#### [TO DO]
(a) Write out the passage of the breakdancing dialogue that opens with the words containing "He made up this" and closes with "I'm teaching breakdance.".
(b) In the breakdancing dialogue, who said the crew can breakdance at the end-of-term assembly?

We got kicked out of our old area.
Now we're in this shit area.
Yeah, we've got a fucked-up ground.
There's no audience when we breakdance.
No-one ever comes down here.
It's so boring, man.
Come on, man.
I can't do it.
Come on, no teachers can see from here.
I'll get busted if I do it.
Since the fight, like, we don't even talk to the Year 7 s anymore, man.
We don't even it's like they don't they're not even there, bro.
We don't even look at them.
Especially Keiran.
He's a fucker.
He made up this all-Aussie crew and he's going around telling people that his crew's better than us.
It's crap.
Bro, he's racist.
He only lets Aussies in it.
And Aussies are shit breakdancers.
Bloody Aussies.
The All-Aussie Breakdancing Crew's made up of me, Liam and a couple of other guys I'm teaching breakdance.
The only rule is that you have to be Aussie to be in it, so no wogs or fobs.
And our year level coordinator, Miss Wheatley, said we can breakdance at the end-of-term assembly.
So we're practising.

#### [RECORD EXTRACTS]
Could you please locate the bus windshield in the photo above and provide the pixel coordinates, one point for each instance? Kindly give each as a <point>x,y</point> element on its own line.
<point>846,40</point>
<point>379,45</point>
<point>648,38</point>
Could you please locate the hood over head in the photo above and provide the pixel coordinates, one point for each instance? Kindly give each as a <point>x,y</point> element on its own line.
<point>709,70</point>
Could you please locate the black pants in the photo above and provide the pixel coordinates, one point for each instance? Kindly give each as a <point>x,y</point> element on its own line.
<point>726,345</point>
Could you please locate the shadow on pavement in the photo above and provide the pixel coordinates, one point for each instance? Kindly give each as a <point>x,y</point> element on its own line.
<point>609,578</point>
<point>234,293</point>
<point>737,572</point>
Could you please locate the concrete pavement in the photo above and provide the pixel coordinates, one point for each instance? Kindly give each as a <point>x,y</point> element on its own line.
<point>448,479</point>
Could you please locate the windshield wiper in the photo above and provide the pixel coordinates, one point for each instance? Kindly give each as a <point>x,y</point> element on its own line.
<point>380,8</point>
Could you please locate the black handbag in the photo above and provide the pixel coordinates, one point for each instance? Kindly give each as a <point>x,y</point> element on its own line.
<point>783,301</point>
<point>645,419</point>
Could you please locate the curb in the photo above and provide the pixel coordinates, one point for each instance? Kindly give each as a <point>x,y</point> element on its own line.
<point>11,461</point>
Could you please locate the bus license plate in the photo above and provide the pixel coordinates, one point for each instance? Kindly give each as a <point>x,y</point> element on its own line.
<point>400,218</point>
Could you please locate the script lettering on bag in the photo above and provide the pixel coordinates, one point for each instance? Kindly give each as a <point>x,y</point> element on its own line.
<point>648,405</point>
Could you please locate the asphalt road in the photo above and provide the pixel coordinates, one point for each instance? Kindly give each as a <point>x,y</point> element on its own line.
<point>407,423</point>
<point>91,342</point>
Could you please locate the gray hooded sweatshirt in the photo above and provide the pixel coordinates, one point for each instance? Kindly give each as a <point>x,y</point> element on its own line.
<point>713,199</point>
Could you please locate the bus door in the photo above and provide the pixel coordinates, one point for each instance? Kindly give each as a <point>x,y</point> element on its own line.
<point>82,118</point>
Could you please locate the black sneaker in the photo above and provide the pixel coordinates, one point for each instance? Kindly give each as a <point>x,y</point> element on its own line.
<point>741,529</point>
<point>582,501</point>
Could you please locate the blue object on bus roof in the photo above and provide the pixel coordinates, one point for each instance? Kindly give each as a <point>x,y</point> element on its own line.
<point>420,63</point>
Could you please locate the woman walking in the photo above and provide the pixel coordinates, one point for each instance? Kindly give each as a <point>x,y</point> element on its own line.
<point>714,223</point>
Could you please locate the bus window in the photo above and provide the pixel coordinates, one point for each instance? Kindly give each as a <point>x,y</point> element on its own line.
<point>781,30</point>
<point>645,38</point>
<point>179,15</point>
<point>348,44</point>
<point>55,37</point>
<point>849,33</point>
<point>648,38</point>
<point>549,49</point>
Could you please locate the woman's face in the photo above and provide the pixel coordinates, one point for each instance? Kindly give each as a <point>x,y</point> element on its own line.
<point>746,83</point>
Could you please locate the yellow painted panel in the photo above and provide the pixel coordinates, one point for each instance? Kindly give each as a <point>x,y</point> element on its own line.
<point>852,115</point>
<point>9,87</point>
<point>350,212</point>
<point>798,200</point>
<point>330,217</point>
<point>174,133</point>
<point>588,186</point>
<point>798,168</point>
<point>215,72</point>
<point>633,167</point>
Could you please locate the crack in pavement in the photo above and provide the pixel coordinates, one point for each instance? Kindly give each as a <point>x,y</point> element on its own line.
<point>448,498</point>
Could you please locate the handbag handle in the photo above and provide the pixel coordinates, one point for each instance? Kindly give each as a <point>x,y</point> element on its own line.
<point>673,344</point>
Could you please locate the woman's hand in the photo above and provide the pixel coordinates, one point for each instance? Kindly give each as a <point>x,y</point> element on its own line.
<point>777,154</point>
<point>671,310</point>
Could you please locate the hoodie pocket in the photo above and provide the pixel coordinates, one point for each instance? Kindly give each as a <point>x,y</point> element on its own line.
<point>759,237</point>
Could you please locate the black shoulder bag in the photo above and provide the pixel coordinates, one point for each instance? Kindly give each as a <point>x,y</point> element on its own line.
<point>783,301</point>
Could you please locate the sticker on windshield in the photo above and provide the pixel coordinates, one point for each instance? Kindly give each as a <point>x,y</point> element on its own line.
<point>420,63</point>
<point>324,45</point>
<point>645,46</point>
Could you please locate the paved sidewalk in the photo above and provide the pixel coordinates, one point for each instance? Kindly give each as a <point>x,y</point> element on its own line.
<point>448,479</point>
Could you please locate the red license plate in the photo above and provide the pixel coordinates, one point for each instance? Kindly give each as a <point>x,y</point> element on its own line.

#### [ANSWERS BELOW]
(a)
He made up this all-Aussie crew and he's going around telling people that his crew's better than us.
It's crap.
Bro, he's racist.
He only lets Aussies in it.
And Aussies are shit breakdancers.
Bloody Aussies.
The All-Aussie Breakdancing Crew's made up of me, Liam and a couple of other guys I'm teaching breakdance.

(b) Miss Wheatley, the year level coordinator.